--- SUPPLIED RECORDS Enclosed Below ---

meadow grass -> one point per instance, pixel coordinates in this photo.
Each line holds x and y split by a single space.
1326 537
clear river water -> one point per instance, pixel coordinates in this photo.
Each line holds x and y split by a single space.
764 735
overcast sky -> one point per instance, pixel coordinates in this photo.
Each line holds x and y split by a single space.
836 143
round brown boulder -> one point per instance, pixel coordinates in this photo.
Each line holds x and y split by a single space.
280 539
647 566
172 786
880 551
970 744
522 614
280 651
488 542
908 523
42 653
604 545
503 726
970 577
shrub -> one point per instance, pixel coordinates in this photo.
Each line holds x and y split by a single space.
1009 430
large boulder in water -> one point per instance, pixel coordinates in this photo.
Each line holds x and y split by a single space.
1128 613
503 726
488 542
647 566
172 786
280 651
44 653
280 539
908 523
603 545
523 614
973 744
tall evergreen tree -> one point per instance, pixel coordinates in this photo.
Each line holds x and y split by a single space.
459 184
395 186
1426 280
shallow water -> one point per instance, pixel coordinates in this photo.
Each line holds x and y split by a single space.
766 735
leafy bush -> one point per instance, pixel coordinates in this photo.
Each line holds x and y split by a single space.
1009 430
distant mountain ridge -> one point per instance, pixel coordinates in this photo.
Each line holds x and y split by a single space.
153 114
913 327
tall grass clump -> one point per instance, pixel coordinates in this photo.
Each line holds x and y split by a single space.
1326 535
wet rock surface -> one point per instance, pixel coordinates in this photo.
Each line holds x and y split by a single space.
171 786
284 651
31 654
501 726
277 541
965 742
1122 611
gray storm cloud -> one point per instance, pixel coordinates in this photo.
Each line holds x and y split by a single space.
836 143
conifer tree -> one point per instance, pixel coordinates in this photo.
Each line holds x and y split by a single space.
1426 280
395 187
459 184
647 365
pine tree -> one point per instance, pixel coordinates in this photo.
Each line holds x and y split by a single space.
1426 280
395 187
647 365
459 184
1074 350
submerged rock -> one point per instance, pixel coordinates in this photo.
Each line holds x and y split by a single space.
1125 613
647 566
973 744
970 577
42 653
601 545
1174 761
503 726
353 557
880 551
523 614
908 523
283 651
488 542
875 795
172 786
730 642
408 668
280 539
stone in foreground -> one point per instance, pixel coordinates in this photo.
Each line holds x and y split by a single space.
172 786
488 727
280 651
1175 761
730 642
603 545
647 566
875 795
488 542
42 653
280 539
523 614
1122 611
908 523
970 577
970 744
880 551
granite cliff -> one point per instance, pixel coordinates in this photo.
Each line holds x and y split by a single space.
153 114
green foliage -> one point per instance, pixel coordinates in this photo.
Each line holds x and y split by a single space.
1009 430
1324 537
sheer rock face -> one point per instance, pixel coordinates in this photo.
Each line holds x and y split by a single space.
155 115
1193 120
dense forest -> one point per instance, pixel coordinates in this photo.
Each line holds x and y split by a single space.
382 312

--- End of Enclosed SUPPLIED RECORDS ---

WHAT YOU WILL DO: Transcribe all of the data so that each line matches the source exactly.

SOLVED PROBLEM:
meadow grass -> one point per instance, pixel coordinates in this photo.
Each line holds x and y split by a single space.
1326 537
clear river water -> one point per instance, pixel coordinates in this photo.
Each line holds x and y split by a single space.
764 735
overcast sky -> one point per instance, pixel coordinates in this photo.
Each line holds x and y split by a single space.
836 143
round brown boulder -> one point per instance, pixel coordinates in this photo.
Each line holds x and y split by a single space.
280 539
647 566
172 786
880 551
970 744
522 614
280 651
488 542
908 523
42 653
604 545
503 726
970 577
shrub -> one point per instance, pixel coordinates in this photo.
Each line holds x and y split by a single space.
1009 430
large boulder in water -> one point per instance, pixel coordinates in this photo.
Each line holds x and y split by a single space.
1128 613
503 726
488 542
647 566
172 786
280 651
44 653
280 539
908 523
603 545
523 614
973 744
tall evergreen tree -> one point per instance, pixel coordinates in this photo.
Each line holds x and y split by a single space.
459 184
395 186
1426 280
shallow water -> one point per instance, pixel coordinates in this photo.
Each line holds x and y split by a single space.
766 735
leafy bush -> one point per instance, pixel coordinates in this photo.
Each line holds x and y split by a single space.
1009 430
distant mountain ridge -> one point per instance, pixel coordinates in this photo.
Each line holds x and y split by a single space.
153 114
913 327
tall grass clump -> one point per instance, pixel coordinates in this photo.
Each line holds x and y split by a single space.
1326 535
wet rock surface -> one point per instance, pixel coordinates in this photo.
Each line holds x and y split by a single space.
171 786
284 651
31 654
501 726
277 541
965 742
1122 611
gray storm cloud -> one point per instance, pixel coordinates in this photo.
Each line holds x and y split by a single space.
836 143
conifer tree -> one point per instance, pixel coordinates in this photo.
Each line holds x and y split by a single space.
1426 280
395 187
459 184
647 365
pine tree -> one point per instance, pixel coordinates in this photo.
Each line holds x and y split by a single space.
1426 280
395 187
647 365
459 184
1074 350
submerged rock -> one point per instance, pixel coordinates in this photo.
Each line holds x and y split by a single space.
1125 613
647 566
973 744
970 577
42 653
601 545
1174 761
503 726
353 557
880 551
523 614
908 523
283 651
488 542
875 795
172 786
730 642
408 668
280 539
stone in foreground -> one point per instance, pixel coordinates in this photo.
Each line holds x and y split by a single space.
172 786
488 727
280 651
1175 761
730 642
603 545
647 566
875 795
488 542
42 653
280 539
523 614
1122 611
908 523
970 577
970 744
880 551
granite cliff -> one point per instance, pixel coordinates in this photo.
Each line holds x and y split by a single space.
153 114
green foliage -> one point per instance, pixel coordinates in this photo.
Each line holds x and y split by a single space.
1009 430
1324 537
sheer rock face -> one point per instance, pixel coordinates in this photo.
Each line holds x and y split by a single space.
155 115
1193 120
dense forest -> one point per instance, pixel coordinates in this photo.
Each line holds x and y split by a single space.
382 312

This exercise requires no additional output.